==== AUSGANGSTEXT

Hier manifestierte sich das Analogieprinzip: Wie oben so unten. Die Kathedrale war das Abbild des Universums. Sie konnte von ihrem Betrachter aber visuell nicht als Einheit erkannt werden, sie entzog sich aufgrund ihrer Dimensionen dessen Erfassungsvermögen und blieb dem Nichteingeweihten somit ein Geheimnis.
Ganz anders die Gemeindekirche. Das in der Regel als Basilika errichtete Gebäude war für jeden Besucher überschaubar und der Sinn der Architektur konnte vom Betrachter leicht erfasst werden. Der Gläubige wurde in die Liturgie miteinbezogen und es war ihm somit möglich, am mystischen Erleben teilzunehmen, obschon ihm ein tieferes Verständnis fehlte. Auch den Mönchen wurde ein Gebäude gestellt, das mit einem Blick vollständig überschaubar war, das den Charakter einer übersichtlichen Einheit und Abgeschlossenheit zum Ganzen natürlich wiedergab. Die Klosterbrüder sollten an der Wirksamkeit des Modells des Himmels teilhaben, allerdings ergab sich für sie eine liturgische Raumordnung, die nicht mit der bekannten architektonischen Ordnung übereinstimmte.
Wenn man die Klosterkirche von Loccum aus der Sicht des damaligen zisterziensischen Wirkens betrachtet, bemerkt man, dass es sich eigentlich um zwei Kirchen in einem Gebäude handelt. So wie die beiden Mönchsgruppen – betende und arbeitende – voneinander getrennt waren, hatten auch ihre jeweiligen Kirchen unterschiedliche architektonische und liturgische Aussagen.

========
==== ANGEZEIGTE DATEN

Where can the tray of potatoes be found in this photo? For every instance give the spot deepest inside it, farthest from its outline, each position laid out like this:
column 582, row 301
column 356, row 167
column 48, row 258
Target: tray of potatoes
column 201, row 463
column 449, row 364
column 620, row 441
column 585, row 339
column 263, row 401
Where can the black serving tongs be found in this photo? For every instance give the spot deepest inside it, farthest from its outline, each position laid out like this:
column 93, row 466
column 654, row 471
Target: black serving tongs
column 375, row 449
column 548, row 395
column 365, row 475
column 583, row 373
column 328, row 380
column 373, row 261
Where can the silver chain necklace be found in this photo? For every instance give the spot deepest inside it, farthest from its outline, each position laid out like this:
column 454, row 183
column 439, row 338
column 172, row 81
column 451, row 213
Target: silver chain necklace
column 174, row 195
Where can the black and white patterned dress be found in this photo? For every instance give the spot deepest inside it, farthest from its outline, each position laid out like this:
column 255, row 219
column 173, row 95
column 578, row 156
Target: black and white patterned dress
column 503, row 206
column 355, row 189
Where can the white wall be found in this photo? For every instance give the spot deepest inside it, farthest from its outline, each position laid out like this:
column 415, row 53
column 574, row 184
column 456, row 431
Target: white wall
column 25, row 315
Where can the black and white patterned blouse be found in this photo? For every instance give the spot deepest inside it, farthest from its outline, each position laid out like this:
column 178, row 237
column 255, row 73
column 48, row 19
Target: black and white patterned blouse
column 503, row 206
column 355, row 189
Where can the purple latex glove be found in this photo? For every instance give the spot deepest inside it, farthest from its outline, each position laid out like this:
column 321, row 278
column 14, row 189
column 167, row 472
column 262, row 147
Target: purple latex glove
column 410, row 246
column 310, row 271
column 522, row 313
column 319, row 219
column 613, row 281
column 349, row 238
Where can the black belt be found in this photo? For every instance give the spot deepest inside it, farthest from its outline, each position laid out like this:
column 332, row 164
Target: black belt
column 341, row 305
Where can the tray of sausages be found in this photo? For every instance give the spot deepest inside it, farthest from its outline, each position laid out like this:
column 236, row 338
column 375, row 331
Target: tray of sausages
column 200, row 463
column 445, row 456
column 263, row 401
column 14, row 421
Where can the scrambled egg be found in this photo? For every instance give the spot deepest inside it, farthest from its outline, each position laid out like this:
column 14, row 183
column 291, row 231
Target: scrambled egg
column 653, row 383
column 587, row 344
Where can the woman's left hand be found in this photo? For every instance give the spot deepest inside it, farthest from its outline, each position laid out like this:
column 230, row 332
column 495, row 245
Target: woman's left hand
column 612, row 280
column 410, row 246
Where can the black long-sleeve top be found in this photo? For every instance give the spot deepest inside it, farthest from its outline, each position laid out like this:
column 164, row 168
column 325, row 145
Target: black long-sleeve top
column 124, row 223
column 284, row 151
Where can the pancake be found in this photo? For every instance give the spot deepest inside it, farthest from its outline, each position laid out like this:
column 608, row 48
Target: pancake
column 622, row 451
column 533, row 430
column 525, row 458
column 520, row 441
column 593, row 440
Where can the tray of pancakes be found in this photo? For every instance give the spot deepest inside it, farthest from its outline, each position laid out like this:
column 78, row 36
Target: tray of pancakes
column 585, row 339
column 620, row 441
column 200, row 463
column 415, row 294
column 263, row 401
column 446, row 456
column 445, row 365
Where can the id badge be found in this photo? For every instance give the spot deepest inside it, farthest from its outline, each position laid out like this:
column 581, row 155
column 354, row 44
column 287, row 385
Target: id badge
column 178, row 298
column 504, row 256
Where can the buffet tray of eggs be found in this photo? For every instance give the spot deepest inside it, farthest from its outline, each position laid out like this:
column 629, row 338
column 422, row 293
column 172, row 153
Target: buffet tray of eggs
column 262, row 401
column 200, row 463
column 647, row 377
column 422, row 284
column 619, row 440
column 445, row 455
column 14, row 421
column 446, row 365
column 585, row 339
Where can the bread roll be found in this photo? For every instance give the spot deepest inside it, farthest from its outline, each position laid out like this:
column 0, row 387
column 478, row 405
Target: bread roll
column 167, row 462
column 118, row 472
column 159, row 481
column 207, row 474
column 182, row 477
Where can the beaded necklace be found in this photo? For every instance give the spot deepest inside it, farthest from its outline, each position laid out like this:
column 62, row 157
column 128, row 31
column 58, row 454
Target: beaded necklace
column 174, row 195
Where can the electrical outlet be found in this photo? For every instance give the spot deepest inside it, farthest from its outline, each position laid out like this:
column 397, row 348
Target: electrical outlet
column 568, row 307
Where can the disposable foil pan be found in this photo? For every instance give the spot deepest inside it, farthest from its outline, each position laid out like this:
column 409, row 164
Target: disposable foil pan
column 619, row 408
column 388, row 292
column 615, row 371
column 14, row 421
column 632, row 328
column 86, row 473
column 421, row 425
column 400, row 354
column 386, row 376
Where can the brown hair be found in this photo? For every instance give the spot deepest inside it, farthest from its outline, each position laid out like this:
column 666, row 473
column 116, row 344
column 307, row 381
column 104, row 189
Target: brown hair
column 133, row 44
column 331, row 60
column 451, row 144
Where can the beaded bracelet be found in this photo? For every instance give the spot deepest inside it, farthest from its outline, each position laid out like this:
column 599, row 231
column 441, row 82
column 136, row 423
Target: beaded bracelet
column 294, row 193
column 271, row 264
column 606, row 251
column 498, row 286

========

FOLGENDES BEARBEITEN:
#1 Nenne alle Arten von Kirchengebäuden, die im Ausgangstext vorkommen.
#2 Erkläre mit dem Ausgangstext, warum die Kathedrale dem Nichteingeweihten ein Geheimnis blieb.
#3 Beantworte die folgenden Fragen zum Ausgangstext.
(a) Wovon war die Kathedrale das Abbild?
(b) In welcher Bauform wurde die Gemeindekirche in der Regel errichtet?
(c) Welche beiden Mönchsgruppen waren voneinander getrennt?

LÖSUNGEN:
#1 Kathedrale; Gemeindekirche; Klosterkirche (von Loccum)

#2 Wegen ihrer Dimensionen konnte der Betrachter die Kathedrale nicht visuell als Einheit erkennen. Sie überstieg sein Erfassungsvermögen und blieb dem Nichteingeweihten daher ein Geheimnis.

#3
(a) Vom Universum.
(b) Als Basilika.
(c) Die betenden und die arbeitenden Mönche.